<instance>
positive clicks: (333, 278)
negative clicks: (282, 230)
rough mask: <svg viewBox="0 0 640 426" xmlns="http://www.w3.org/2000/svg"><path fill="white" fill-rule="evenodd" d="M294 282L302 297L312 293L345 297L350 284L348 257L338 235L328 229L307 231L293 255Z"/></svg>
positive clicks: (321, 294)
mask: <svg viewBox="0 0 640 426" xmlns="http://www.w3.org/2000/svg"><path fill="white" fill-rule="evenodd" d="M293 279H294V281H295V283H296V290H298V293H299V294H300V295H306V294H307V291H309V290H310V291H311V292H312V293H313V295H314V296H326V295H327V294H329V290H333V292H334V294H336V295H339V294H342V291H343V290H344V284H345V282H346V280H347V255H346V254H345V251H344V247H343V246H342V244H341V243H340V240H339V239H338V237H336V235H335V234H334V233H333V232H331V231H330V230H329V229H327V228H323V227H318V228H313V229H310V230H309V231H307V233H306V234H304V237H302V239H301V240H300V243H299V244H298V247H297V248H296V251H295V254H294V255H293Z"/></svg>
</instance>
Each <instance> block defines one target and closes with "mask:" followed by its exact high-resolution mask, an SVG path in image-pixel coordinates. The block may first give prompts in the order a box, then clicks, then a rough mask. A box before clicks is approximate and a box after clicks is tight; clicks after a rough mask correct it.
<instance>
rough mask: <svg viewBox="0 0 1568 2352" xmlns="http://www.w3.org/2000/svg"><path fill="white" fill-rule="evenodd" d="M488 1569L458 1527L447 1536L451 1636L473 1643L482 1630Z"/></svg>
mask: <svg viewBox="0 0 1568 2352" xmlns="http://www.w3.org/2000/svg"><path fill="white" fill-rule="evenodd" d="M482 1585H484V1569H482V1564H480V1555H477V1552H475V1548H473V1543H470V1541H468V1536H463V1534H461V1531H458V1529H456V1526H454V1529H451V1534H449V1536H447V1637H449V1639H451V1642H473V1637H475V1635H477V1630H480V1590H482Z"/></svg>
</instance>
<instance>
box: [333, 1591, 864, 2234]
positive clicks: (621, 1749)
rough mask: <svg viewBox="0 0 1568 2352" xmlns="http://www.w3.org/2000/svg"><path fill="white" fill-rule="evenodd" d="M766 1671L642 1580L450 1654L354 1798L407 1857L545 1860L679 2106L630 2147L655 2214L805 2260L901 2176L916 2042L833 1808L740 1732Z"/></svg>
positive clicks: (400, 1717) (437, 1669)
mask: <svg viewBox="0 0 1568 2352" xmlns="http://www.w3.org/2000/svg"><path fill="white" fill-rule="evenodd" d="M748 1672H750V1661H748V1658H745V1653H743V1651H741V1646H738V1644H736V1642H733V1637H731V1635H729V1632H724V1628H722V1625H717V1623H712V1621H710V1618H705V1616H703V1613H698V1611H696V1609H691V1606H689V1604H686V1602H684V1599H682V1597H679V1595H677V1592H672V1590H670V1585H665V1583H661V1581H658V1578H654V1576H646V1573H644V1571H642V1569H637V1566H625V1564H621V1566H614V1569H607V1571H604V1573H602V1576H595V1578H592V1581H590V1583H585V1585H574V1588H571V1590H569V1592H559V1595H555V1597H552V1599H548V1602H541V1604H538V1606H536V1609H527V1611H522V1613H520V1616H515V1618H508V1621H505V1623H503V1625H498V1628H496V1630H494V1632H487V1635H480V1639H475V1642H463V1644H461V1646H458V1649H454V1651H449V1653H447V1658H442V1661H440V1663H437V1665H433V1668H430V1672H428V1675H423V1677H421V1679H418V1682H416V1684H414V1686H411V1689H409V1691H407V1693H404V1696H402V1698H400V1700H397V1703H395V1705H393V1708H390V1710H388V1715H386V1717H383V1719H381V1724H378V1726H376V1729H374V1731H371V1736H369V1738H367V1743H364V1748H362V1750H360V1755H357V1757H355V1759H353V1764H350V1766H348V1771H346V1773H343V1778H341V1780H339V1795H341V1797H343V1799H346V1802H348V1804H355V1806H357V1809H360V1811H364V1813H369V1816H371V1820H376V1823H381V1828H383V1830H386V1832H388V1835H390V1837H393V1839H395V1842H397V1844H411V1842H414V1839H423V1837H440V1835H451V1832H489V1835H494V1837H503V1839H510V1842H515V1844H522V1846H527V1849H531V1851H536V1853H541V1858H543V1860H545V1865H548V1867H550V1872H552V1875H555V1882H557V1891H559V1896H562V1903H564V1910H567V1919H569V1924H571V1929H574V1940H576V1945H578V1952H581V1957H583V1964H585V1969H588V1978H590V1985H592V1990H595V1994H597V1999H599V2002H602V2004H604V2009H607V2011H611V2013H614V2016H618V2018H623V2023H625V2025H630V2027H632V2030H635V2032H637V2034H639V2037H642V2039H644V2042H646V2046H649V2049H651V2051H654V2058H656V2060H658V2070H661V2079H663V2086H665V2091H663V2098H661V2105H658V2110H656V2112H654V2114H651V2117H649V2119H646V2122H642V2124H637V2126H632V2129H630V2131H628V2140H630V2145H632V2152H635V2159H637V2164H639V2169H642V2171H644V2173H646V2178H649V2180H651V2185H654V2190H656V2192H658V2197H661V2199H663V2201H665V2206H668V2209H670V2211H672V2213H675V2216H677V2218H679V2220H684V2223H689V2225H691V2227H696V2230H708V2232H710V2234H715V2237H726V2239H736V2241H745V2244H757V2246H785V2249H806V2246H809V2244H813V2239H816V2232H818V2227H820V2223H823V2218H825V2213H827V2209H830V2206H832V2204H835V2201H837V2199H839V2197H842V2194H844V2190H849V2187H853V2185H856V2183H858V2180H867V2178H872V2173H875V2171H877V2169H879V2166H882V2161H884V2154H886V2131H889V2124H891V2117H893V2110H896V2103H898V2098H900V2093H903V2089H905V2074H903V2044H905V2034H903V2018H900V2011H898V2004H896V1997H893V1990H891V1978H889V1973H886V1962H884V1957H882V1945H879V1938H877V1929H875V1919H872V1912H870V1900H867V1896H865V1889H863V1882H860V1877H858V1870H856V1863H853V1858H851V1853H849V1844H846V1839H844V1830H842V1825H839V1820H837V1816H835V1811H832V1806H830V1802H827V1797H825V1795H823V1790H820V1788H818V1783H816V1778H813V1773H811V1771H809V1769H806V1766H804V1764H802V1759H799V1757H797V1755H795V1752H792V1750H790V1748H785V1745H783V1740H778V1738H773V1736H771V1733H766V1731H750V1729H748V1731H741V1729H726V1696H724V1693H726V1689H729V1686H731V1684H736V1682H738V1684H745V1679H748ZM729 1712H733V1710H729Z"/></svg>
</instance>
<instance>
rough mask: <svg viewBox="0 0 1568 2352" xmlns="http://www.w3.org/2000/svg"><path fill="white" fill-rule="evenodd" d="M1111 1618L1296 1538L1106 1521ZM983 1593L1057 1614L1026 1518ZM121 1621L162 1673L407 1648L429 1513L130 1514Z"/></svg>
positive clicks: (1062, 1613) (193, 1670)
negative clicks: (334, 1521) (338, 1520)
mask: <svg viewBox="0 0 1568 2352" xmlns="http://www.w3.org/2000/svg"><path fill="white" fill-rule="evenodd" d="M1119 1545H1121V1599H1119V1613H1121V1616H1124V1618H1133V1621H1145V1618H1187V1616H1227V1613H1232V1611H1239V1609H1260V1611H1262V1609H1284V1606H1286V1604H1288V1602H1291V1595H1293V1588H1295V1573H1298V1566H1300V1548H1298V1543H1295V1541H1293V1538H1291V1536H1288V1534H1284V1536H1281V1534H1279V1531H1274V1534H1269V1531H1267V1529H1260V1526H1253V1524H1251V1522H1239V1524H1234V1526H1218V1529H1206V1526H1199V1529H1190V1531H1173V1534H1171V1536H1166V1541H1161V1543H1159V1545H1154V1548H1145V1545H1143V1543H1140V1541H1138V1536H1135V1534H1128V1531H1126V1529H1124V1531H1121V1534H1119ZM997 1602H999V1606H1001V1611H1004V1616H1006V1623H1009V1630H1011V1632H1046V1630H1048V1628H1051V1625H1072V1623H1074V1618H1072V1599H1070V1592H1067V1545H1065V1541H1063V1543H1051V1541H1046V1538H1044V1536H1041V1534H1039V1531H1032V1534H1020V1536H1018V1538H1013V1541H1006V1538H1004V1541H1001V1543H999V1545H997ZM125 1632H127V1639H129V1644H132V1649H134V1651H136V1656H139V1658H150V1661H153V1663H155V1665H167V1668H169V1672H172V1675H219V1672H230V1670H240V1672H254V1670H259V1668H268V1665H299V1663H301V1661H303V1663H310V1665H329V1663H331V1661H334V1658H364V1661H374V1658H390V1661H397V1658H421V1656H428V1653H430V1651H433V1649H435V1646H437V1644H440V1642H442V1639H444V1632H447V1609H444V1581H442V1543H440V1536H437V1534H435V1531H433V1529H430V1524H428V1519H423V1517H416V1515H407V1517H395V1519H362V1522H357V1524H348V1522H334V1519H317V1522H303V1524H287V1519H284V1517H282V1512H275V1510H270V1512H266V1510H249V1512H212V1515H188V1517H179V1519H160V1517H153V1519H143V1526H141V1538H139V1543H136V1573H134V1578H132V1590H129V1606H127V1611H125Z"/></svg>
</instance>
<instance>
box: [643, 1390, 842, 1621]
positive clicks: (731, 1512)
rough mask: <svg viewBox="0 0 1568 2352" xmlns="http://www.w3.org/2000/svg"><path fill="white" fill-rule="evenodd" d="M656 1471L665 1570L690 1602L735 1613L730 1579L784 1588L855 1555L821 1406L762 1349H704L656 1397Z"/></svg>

------------

What you have to do: Reproduce the listing verbatim from its first line through the line containing "positive clicks: (321, 294)", including both of those lines.

Exercise output:
<instance>
positive clicks: (333, 278)
negative clicks: (282, 230)
rough mask: <svg viewBox="0 0 640 426" xmlns="http://www.w3.org/2000/svg"><path fill="white" fill-rule="evenodd" d="M294 282L302 297L312 293L345 297L350 284L348 257L338 235L328 229L307 231L293 255Z"/></svg>
positive clicks: (321, 294)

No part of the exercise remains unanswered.